==== Supplied records ====

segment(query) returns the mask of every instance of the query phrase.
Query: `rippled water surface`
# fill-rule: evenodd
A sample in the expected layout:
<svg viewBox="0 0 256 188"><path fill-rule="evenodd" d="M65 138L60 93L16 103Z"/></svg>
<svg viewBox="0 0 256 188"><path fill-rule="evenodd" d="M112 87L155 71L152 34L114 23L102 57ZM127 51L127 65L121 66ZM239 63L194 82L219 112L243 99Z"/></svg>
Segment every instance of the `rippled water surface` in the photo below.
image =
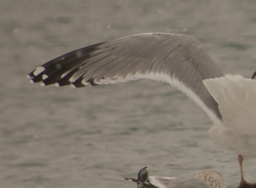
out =
<svg viewBox="0 0 256 188"><path fill-rule="evenodd" d="M211 122L166 83L73 89L29 84L37 66L87 45L145 32L196 37L225 73L256 69L253 0L0 1L0 187L136 187L120 180L220 171L239 181L237 156L208 137ZM245 176L255 181L256 160Z"/></svg>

====

What you need to do:
Convert every item above into a two-column CSV with the header "prompt" and "answer": one row per item, the item's text in the first column and its answer in the second, each field quoted and with line breaks replaced by spaces. Omit the pictures.

Result below:
prompt,answer
"segment(query) returns the mask of every instance of the query phrase. Query: `rippled water surface` # fill-rule: evenodd A sample in the expected layout: <svg viewBox=""0 0 256 188""><path fill-rule=""evenodd"" d=""M65 138L60 93L16 103Z""/></svg> <svg viewBox=""0 0 256 188""><path fill-rule=""evenodd"" d=""M112 87L155 71L152 34L114 23L102 57ZM127 51L127 65L121 66ZM239 63L194 82L219 112L243 99Z""/></svg> Segment every instance of the `rippled water surface` in the photo below. image = out =","<svg viewBox=""0 0 256 188""><path fill-rule=""evenodd"" d=""M211 122L166 83L73 89L29 84L37 66L87 45L145 32L196 37L225 73L256 69L253 0L0 1L0 187L136 187L120 180L220 171L239 181L237 156L208 137ZM245 176L255 181L256 160Z""/></svg>"